Source passage.
================================
Defra strikers ask for understanding
By Donald MacPhail
CIVIL service union leaders have asked farmers to show understanding for a strike which will delay foot-and-mouth compensation and subsidy payments.
Former Ministry of Agriculture employees working for the Department for Environment, Food and Rural Affairs will strike on Monday (20 August).
The one-day stoppage came after ex-MAFF members of the Public and Commercial Services Union in England voted for industrial action.
Further strikes are planned and the 3500 staff have been asked not to work overtime or beyond the terms of their contracts while the dispute continues.
Former MAFF members are furious that staff transferred to DEFRA from the Department for Environment, Transport and the Regions earn 2000-3000 more.
Union representative Sheila Pickman said there would almost certainly be delays in processing compensation and farm subsidy claims.
“Many of our members are from the farming community and the last thing they want is to inconvenience farmers, but regrettably there may be inevitable disruptions.”
“Members are frustrated and fed up and I hope farmers will be as sympathetic to our needs as we have been to theirs over the years,” she added.
On Friday (17 August) afternoon she told FWi that no new management offer had been made and the strike seemed certain to proceed.
“Weve been getting good feedback from members throughout the regions and expect a good turnout,” she added.
Integrated Administration and Control System (IACS) payments, environmental scheme applications and foot-and-mouth compensation are most likely to be affected.
================================
Dataset excerpts.
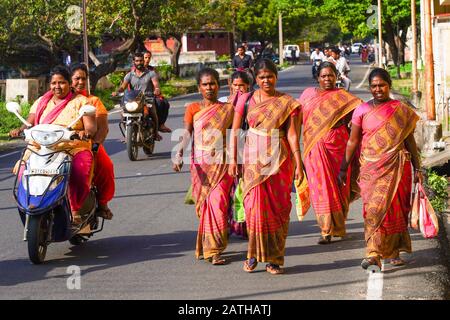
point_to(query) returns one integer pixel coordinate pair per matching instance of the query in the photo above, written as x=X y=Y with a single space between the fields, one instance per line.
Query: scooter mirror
x=13 y=107
x=87 y=110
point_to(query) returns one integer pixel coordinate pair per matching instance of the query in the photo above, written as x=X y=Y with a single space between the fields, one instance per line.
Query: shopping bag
x=238 y=203
x=188 y=199
x=302 y=200
x=423 y=215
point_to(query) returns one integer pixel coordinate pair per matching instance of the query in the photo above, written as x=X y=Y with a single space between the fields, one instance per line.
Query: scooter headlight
x=131 y=106
x=46 y=138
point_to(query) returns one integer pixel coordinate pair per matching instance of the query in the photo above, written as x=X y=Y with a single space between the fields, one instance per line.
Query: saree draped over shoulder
x=268 y=173
x=386 y=178
x=325 y=138
x=211 y=184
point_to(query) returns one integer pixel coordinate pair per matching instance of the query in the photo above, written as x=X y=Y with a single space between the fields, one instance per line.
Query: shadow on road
x=100 y=255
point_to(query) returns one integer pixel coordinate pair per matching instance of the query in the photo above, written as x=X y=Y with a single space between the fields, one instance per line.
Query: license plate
x=41 y=172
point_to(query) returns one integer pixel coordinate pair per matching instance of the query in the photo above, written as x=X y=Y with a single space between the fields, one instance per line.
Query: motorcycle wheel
x=37 y=238
x=132 y=143
x=150 y=146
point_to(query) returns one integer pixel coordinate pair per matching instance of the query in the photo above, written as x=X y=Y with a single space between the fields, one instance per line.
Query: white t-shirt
x=320 y=56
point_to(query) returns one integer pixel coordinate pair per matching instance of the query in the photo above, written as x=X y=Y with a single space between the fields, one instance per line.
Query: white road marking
x=375 y=285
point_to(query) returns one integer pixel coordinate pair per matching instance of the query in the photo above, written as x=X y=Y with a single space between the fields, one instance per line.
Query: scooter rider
x=140 y=78
x=342 y=67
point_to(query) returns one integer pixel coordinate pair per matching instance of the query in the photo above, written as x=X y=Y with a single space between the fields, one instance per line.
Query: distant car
x=287 y=51
x=355 y=47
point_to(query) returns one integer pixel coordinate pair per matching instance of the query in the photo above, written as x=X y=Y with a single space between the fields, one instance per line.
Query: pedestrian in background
x=211 y=183
x=384 y=128
x=268 y=173
x=326 y=112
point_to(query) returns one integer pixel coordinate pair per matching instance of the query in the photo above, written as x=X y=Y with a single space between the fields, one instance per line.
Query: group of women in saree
x=60 y=106
x=381 y=136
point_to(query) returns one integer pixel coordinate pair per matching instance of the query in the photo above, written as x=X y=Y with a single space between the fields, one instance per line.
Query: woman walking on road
x=326 y=112
x=384 y=128
x=271 y=159
x=208 y=121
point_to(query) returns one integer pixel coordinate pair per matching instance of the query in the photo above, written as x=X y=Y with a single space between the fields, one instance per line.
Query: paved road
x=147 y=250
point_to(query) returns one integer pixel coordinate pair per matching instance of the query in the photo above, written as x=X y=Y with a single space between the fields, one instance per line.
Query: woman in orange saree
x=271 y=159
x=326 y=112
x=208 y=121
x=385 y=130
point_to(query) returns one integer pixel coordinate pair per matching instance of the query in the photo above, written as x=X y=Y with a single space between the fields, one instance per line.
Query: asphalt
x=148 y=250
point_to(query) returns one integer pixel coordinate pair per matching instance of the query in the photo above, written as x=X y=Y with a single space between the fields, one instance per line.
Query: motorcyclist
x=342 y=67
x=140 y=78
x=316 y=56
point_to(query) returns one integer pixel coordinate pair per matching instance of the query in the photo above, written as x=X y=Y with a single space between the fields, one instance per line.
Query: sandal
x=397 y=262
x=217 y=260
x=105 y=213
x=372 y=263
x=274 y=269
x=324 y=240
x=250 y=264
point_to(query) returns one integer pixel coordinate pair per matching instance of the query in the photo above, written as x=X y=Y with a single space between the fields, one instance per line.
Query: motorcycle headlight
x=131 y=106
x=46 y=138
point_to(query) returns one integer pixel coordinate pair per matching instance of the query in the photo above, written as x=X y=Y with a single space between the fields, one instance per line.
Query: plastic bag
x=423 y=217
x=238 y=203
x=302 y=200
x=188 y=199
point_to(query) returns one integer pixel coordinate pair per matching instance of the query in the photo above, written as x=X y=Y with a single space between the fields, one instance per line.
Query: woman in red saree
x=103 y=169
x=208 y=121
x=385 y=130
x=326 y=112
x=60 y=106
x=271 y=159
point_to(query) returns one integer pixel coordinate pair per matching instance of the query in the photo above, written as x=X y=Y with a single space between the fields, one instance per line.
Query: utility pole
x=415 y=87
x=429 y=63
x=280 y=35
x=380 y=36
x=86 y=46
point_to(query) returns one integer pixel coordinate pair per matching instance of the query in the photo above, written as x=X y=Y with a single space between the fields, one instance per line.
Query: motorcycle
x=316 y=65
x=137 y=131
x=40 y=188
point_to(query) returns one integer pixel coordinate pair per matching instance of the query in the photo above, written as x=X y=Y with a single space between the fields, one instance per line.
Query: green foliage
x=9 y=120
x=165 y=71
x=438 y=190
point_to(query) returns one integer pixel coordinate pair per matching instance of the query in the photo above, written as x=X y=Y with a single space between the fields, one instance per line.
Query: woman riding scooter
x=60 y=106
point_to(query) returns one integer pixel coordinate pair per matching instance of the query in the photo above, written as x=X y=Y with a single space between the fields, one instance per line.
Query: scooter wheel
x=76 y=240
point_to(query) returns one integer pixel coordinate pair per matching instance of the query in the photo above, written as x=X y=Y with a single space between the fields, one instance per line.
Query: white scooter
x=41 y=189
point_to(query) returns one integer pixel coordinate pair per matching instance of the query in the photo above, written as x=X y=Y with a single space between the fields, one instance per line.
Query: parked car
x=355 y=47
x=287 y=51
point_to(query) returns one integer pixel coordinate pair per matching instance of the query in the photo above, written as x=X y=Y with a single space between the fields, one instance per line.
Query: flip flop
x=250 y=265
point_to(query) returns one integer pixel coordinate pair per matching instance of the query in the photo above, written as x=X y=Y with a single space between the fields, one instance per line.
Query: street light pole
x=429 y=63
x=85 y=45
x=380 y=36
x=280 y=35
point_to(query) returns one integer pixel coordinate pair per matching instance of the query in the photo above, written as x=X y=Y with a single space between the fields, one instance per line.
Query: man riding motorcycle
x=140 y=78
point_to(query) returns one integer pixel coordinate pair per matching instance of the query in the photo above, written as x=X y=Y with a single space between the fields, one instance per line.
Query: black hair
x=79 y=66
x=240 y=75
x=61 y=70
x=266 y=64
x=208 y=72
x=138 y=55
x=382 y=73
x=325 y=65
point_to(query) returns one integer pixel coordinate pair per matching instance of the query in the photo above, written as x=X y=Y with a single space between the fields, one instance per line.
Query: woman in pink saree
x=385 y=130
x=271 y=160
x=208 y=121
x=326 y=112
x=60 y=106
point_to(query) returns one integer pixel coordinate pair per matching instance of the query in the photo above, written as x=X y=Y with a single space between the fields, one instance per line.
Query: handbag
x=302 y=200
x=423 y=216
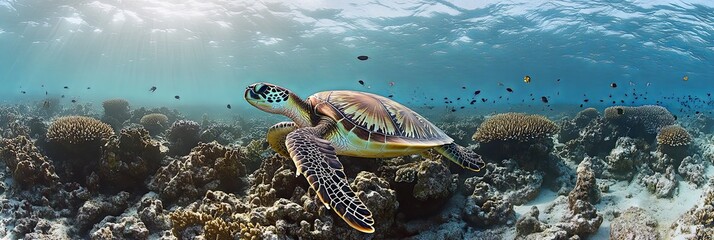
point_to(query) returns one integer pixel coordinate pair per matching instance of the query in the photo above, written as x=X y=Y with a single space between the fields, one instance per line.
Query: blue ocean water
x=208 y=51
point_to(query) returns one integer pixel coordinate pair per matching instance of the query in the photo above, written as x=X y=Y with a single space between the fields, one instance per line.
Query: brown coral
x=76 y=130
x=514 y=126
x=155 y=123
x=674 y=136
x=649 y=118
x=210 y=166
x=27 y=165
x=129 y=158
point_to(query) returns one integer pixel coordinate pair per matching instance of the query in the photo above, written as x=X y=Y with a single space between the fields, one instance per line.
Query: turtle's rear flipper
x=315 y=158
x=461 y=156
x=277 y=134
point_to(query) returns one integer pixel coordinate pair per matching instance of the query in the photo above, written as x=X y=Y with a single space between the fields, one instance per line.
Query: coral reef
x=513 y=184
x=514 y=126
x=584 y=117
x=77 y=130
x=209 y=166
x=128 y=159
x=95 y=209
x=634 y=223
x=586 y=188
x=422 y=187
x=460 y=129
x=642 y=120
x=74 y=144
x=155 y=123
x=625 y=158
x=674 y=136
x=674 y=141
x=692 y=169
x=662 y=185
x=116 y=111
x=26 y=164
x=182 y=136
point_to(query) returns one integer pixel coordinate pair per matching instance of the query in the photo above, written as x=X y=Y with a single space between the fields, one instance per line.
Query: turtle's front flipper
x=461 y=156
x=277 y=134
x=315 y=158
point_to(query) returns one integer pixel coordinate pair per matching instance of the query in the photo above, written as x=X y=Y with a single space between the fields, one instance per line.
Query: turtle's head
x=268 y=97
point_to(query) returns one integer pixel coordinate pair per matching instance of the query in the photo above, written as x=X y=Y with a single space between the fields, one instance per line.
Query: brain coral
x=514 y=126
x=155 y=123
x=651 y=117
x=674 y=135
x=78 y=130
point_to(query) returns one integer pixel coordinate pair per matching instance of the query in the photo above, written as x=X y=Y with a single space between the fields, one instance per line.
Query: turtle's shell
x=377 y=119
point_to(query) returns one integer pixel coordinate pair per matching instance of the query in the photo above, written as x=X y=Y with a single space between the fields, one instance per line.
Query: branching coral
x=183 y=135
x=155 y=123
x=674 y=136
x=648 y=118
x=27 y=165
x=514 y=126
x=75 y=130
x=210 y=166
x=217 y=215
x=128 y=159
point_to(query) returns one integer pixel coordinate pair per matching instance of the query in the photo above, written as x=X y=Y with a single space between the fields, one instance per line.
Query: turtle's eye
x=260 y=88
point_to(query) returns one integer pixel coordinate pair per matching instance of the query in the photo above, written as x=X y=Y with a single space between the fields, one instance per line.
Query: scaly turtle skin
x=348 y=123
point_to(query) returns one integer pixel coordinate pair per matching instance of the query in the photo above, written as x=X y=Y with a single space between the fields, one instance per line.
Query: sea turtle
x=348 y=123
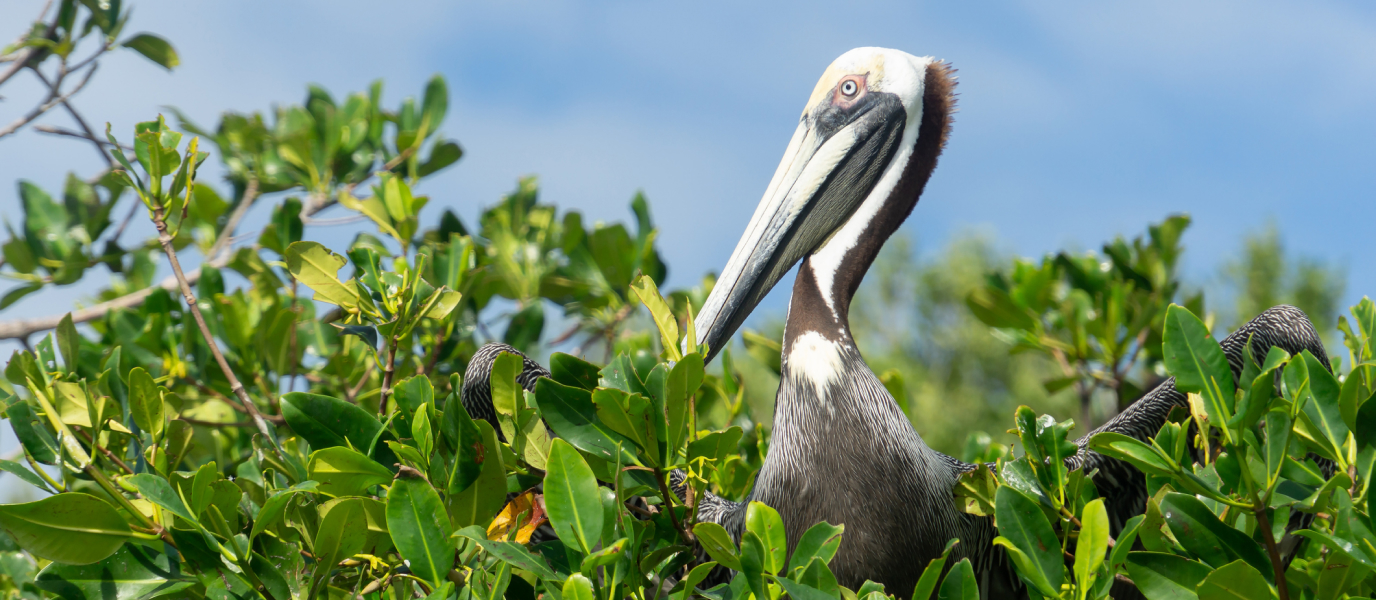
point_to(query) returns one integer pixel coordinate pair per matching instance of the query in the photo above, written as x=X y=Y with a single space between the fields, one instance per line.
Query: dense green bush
================================
Task list.
• 1. In the Defra strike article, how many staff have been asked not to work overtime while the dispute continues?
• 2. Write out the passage from the Defra strike article word for word, starting at "Former Ministry of" and ending at "for industrial action.".

Expected results.
• 1. 3500 staff.

• 2.
Former Ministry of Agriculture employees working for the Department for Environment, Food and Rural Affairs will strike on Monday (20 August).
The one-day stoppage came after ex-MAFF members of the Public and Commercial Services Union in England voted for industrial action.